### WHAT IS REQUIRED
Only the lines below, from the one with "Target: woman's neck" through the one with "Target: beige wall", are to be written out, exactly.

Saved entries
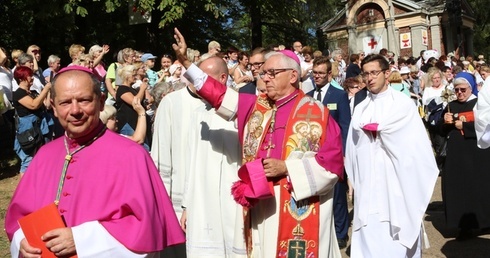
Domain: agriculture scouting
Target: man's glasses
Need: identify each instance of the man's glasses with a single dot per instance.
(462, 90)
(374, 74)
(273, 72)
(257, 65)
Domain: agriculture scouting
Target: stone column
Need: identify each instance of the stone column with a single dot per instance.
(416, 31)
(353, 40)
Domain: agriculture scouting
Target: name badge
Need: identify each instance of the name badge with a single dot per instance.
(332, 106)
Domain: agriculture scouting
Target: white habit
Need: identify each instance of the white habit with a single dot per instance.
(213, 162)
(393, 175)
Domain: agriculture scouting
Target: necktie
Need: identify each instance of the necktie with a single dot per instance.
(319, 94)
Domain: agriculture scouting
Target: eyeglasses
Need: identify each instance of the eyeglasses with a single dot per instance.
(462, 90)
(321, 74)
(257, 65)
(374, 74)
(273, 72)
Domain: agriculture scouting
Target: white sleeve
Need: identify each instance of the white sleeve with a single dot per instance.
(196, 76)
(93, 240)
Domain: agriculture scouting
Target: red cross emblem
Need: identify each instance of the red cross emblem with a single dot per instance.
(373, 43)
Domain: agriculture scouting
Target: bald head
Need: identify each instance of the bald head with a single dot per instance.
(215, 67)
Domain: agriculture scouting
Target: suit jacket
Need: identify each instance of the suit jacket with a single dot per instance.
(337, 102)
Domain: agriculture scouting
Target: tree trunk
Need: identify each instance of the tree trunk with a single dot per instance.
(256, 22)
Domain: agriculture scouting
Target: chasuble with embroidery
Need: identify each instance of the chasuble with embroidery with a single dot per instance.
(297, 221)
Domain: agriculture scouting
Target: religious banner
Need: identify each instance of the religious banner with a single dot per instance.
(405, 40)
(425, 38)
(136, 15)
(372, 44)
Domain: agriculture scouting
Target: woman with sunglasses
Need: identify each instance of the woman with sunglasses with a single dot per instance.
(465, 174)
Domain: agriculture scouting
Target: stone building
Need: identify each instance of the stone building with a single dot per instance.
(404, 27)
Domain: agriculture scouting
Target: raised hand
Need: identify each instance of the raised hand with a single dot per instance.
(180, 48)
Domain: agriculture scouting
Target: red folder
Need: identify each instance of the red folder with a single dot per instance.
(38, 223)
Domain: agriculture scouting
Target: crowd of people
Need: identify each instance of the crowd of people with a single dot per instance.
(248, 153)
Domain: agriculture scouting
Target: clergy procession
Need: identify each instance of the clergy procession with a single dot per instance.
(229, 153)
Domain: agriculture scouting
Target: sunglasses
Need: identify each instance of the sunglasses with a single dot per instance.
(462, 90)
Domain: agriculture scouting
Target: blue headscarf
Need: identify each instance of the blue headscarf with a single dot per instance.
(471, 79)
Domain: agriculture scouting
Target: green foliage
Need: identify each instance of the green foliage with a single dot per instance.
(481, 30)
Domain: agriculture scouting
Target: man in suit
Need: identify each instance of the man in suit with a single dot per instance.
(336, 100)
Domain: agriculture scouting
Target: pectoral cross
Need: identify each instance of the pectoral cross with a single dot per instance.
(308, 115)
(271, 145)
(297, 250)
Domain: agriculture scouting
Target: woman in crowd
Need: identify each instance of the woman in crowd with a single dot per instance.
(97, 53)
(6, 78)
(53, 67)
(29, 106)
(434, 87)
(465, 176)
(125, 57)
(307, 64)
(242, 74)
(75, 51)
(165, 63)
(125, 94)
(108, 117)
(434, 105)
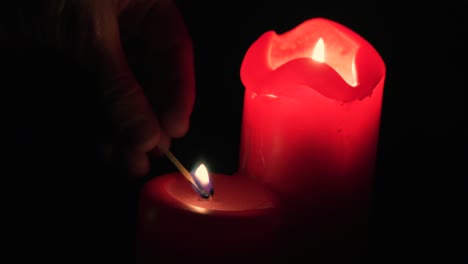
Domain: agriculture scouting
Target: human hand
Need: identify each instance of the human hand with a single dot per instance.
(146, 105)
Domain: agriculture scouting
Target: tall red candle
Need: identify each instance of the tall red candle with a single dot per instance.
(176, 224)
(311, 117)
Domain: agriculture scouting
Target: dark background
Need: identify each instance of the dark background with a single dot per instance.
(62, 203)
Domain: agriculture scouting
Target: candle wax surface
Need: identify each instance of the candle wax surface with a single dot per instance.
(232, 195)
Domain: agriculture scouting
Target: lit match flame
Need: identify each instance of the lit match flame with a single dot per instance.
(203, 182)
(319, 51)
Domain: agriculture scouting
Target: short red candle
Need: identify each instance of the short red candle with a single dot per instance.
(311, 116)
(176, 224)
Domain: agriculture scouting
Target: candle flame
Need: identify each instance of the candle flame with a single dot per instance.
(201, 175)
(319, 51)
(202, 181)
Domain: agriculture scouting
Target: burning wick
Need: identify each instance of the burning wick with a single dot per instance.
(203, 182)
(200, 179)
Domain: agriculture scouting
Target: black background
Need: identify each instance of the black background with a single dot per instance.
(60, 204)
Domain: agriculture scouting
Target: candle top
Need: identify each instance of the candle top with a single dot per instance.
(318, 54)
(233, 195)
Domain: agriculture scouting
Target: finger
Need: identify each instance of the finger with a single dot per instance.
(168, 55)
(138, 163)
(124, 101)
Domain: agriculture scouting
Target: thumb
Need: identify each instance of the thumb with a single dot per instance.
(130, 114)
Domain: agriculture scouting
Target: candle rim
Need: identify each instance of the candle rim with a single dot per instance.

==

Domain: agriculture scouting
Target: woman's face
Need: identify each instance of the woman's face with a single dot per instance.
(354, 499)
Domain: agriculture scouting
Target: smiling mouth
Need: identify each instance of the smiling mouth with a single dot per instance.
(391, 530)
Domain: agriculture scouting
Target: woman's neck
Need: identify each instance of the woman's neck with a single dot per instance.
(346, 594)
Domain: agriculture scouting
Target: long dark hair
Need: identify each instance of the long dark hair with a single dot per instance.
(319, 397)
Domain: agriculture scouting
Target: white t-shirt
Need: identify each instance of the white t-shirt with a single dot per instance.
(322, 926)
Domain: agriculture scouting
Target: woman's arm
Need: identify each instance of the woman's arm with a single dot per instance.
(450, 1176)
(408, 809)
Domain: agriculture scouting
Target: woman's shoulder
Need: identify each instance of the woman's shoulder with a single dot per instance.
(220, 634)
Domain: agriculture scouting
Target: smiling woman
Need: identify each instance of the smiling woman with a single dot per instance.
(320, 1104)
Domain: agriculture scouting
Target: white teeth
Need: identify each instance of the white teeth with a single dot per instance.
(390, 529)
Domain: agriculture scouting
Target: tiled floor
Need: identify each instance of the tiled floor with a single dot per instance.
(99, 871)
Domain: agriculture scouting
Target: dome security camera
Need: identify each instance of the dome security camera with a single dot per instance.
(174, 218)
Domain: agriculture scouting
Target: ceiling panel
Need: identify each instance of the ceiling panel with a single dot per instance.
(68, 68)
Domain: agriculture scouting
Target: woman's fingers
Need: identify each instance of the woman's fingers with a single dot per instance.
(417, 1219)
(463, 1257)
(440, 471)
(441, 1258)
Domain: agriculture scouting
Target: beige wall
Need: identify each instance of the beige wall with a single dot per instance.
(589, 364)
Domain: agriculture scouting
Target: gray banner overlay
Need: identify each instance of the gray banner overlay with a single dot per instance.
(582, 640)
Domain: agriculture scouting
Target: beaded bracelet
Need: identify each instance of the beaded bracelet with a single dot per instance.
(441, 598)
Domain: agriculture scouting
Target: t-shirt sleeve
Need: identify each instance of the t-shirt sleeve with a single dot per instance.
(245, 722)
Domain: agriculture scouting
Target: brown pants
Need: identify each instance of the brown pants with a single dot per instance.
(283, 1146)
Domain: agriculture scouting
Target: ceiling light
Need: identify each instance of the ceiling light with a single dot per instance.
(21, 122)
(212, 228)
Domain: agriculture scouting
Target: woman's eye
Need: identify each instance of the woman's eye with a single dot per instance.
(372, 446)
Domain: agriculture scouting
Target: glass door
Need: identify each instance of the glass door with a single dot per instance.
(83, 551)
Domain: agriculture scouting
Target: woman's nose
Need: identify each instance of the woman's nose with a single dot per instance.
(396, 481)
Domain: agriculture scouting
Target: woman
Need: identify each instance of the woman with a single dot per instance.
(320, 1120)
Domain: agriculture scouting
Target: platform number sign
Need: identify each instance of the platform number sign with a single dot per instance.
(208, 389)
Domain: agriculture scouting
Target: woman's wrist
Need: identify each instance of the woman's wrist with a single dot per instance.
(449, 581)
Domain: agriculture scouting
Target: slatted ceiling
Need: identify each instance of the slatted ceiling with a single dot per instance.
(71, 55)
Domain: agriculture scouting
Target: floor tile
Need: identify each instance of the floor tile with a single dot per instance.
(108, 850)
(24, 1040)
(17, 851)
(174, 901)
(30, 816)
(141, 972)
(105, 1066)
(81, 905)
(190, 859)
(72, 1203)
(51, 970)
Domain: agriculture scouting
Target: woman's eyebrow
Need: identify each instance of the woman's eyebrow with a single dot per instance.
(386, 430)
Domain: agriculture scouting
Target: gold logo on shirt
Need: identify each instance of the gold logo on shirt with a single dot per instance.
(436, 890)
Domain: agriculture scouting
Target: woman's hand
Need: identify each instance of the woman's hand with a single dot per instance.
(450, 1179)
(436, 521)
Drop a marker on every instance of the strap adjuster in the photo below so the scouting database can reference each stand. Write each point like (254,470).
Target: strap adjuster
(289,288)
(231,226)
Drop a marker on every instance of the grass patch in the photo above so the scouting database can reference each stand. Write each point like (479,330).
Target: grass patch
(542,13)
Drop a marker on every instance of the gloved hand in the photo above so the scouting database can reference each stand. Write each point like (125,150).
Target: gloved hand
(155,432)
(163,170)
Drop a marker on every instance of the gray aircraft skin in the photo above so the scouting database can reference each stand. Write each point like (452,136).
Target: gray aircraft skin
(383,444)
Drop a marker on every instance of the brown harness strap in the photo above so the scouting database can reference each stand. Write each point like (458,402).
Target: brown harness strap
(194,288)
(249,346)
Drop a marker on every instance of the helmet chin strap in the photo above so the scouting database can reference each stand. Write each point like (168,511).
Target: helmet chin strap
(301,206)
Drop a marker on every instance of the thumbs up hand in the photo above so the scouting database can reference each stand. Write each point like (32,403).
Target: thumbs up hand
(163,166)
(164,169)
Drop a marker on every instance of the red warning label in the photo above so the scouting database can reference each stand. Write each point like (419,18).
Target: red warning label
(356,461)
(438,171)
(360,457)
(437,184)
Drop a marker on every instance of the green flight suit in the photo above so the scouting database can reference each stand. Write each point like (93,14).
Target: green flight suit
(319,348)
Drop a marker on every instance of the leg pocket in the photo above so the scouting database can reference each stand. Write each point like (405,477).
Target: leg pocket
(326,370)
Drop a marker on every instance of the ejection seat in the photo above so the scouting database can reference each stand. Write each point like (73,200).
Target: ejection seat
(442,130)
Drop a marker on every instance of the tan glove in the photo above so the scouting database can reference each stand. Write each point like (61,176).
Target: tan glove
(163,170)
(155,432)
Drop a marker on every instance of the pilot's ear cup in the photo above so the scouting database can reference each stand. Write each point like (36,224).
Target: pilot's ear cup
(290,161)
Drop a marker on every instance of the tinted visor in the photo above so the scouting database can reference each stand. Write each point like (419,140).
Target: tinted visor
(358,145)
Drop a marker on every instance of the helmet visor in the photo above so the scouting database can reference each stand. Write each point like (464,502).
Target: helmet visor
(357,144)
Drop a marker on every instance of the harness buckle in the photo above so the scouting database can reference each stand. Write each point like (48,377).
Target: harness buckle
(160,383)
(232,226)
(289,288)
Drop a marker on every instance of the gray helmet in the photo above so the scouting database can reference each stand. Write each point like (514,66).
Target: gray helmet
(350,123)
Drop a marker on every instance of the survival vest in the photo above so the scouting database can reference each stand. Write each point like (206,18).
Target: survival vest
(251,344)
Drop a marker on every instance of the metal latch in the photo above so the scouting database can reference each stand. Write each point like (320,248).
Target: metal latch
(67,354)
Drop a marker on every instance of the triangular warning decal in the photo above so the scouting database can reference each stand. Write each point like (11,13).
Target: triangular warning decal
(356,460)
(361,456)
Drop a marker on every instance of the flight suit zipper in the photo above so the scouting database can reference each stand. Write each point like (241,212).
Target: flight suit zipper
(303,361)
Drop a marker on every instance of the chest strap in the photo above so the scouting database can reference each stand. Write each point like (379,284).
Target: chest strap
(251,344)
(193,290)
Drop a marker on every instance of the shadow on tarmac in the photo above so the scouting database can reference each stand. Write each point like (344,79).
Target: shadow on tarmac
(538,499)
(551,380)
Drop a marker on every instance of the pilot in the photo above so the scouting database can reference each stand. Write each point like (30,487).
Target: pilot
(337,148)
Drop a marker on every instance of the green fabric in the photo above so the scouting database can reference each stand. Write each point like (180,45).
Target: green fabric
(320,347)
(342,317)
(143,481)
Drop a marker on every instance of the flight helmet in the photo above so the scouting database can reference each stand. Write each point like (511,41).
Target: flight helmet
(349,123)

### TASK ANSWER
Target: woman's neck
Need: identify each instance of the woman's neck with a single dot per instance.
(346, 594)
Domain: agriculture scouting
Target: long dark hair
Need: identify each instance of the long dark hair with a single dot per instance.
(319, 397)
Domain: agriculture scouting
Target: white t-shirt
Need: identify each instance of the white t-shirt with a single dot per instance.
(322, 926)
Domain: agriculture scouting
Target: woman's arm
Need: identify each instance of the woman's arm with a single dot per instance.
(450, 1176)
(408, 809)
Domain: agriculture scouting
Target: woman's shoulder
Need: identify each instance of the woman's shoulder with a single dot per instance.
(220, 634)
Domain: agriculture scouting
Target: smiling woman
Need: identify each instance of the smiling woman with a single dot per instance.
(320, 1104)
Domain: agriculture scouting
Target: white teeth
Need: identify each instance of the white teeth with a single dot per instance.
(390, 529)
Domain: agriculture scouting
Target: tiled floor
Need: identify each instance of the tiled floor with a single dot per instance.
(99, 871)
Domain: agriculture scouting
Target: dome security camera
Need: identify each instance of the dome security camera with a single dot per instance.
(174, 218)
Domain: agriculture scouting
Target: ceiling panel
Need: identify each instance of the ceiling panel with a single dot per instance.
(68, 68)
Domain: agriculture scouting
Target: woman's fingers
Need: identify each instance of the woman's fingers with a single dot per instance.
(417, 1219)
(463, 1257)
(440, 471)
(441, 1258)
Domain: agriculture scouting
Target: beige wall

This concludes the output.